Tally every line in the following material that has the word "dirt" in it, and answer with that figure alone.

**Dataset**
——————————

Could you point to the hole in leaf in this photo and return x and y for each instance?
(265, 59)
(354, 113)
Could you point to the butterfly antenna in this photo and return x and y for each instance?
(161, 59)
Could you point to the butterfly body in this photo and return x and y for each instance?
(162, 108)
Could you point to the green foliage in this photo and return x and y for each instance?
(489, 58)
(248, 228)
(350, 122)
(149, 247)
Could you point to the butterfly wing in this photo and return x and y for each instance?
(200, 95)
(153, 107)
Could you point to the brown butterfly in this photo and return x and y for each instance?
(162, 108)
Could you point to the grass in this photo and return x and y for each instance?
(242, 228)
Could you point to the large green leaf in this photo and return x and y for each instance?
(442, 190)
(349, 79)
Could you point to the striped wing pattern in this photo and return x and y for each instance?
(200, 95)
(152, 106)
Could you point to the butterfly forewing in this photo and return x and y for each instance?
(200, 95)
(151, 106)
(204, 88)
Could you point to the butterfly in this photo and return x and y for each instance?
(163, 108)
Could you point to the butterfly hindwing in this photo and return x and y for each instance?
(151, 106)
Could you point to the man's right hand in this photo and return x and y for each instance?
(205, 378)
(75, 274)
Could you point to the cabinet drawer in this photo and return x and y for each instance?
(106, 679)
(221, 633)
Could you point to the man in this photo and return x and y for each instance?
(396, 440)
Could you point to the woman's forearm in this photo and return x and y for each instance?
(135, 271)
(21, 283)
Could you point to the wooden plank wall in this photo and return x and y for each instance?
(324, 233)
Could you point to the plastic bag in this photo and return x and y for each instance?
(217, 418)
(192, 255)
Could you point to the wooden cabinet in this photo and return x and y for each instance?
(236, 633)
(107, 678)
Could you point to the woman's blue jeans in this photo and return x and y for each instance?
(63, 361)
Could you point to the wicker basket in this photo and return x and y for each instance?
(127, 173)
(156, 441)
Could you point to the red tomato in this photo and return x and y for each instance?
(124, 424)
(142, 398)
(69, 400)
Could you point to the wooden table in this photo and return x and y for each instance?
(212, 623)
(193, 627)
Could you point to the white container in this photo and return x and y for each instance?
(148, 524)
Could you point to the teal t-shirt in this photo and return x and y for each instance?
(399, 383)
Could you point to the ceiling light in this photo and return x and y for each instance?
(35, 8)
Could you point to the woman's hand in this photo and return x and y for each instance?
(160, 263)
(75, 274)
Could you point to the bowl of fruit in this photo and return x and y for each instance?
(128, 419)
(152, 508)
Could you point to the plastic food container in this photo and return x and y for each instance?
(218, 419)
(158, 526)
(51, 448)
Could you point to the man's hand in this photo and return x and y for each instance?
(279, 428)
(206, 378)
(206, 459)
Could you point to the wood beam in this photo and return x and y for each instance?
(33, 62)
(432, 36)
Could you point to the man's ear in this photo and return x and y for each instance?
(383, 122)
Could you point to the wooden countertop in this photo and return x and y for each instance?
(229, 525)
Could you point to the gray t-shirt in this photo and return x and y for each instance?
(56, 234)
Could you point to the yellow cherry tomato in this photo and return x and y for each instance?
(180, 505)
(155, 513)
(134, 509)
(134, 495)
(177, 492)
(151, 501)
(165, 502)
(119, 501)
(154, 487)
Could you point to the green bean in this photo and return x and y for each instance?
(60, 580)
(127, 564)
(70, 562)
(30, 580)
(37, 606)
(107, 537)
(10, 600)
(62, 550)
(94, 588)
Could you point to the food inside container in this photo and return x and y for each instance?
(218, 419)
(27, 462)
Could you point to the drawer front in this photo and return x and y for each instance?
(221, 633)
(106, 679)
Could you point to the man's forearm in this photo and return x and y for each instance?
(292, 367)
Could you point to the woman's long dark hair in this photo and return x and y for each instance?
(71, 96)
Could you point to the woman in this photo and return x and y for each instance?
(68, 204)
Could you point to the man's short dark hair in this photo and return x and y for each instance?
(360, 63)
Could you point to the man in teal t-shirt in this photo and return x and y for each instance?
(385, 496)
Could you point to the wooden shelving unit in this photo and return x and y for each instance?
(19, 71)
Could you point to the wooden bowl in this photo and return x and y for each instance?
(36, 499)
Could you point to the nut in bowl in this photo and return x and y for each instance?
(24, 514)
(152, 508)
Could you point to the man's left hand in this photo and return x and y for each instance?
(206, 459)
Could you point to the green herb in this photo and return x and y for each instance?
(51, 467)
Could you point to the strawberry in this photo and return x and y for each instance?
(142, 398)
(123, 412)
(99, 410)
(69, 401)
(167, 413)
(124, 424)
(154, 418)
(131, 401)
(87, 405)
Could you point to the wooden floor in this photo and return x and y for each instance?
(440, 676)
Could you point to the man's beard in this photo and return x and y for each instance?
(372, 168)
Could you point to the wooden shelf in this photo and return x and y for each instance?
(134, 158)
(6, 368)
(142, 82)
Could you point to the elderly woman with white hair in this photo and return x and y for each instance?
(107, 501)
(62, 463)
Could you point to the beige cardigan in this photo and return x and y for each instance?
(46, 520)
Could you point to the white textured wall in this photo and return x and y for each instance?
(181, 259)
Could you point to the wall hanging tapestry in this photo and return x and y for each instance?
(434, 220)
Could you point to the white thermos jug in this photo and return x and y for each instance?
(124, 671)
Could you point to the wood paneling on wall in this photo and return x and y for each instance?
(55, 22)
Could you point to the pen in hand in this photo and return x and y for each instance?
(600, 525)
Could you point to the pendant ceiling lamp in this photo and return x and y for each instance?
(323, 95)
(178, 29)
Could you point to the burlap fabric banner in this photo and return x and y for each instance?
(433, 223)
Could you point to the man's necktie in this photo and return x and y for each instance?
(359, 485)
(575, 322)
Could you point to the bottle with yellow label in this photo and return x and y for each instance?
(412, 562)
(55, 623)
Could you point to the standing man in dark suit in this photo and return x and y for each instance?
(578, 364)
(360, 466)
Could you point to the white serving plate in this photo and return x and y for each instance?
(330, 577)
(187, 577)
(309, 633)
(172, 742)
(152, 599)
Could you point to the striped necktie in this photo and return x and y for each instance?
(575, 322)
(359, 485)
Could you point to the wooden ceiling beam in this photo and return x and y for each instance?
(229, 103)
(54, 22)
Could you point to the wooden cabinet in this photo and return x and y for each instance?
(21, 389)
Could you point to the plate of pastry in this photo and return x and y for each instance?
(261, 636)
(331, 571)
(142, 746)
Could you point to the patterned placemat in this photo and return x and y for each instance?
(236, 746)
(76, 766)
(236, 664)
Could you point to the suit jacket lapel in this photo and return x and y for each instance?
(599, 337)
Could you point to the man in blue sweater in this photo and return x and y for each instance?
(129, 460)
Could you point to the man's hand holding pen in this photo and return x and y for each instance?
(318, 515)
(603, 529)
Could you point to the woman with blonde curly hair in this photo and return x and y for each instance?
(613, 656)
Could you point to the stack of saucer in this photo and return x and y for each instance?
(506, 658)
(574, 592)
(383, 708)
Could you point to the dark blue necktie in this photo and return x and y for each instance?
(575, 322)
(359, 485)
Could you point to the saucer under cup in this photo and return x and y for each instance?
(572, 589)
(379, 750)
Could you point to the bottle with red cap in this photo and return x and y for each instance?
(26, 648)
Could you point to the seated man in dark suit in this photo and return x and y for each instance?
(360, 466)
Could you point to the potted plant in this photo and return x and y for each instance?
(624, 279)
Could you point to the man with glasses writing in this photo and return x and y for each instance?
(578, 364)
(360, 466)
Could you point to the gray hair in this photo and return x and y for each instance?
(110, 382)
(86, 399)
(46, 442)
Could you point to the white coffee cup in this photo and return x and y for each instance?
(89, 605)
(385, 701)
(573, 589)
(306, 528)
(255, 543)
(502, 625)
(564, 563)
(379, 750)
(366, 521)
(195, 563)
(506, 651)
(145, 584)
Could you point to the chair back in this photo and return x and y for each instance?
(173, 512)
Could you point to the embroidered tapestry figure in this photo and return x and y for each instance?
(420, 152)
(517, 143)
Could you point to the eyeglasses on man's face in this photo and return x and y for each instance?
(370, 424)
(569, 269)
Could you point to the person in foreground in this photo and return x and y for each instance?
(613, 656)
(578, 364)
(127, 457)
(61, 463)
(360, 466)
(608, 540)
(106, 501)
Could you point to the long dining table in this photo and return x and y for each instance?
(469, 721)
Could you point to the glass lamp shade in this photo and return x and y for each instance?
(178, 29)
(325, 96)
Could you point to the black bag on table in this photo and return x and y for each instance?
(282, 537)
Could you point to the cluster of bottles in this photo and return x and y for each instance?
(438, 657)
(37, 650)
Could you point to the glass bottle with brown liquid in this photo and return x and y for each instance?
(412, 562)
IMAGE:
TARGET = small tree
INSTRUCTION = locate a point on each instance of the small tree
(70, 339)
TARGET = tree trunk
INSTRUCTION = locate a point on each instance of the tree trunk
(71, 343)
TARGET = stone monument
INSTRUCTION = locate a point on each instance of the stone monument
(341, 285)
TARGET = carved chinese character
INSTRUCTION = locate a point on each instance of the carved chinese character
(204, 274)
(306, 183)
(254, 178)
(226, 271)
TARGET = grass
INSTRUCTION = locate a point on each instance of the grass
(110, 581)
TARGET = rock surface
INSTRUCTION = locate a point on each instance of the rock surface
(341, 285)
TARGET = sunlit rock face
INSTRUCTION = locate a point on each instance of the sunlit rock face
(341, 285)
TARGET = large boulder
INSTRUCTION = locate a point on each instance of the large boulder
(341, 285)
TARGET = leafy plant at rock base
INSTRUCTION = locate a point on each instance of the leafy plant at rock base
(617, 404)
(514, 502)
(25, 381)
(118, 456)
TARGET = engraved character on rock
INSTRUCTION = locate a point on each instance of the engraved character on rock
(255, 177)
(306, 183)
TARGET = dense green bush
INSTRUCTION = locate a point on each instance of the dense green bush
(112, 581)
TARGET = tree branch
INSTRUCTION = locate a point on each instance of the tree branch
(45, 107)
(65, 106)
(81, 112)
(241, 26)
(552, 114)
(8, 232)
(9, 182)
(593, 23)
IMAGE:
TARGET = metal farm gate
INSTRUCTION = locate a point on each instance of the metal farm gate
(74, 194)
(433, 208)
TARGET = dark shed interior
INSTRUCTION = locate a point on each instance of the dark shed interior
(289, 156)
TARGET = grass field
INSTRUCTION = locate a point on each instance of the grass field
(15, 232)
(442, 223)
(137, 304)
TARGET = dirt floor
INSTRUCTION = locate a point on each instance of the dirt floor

——————————

**Result of the task**
2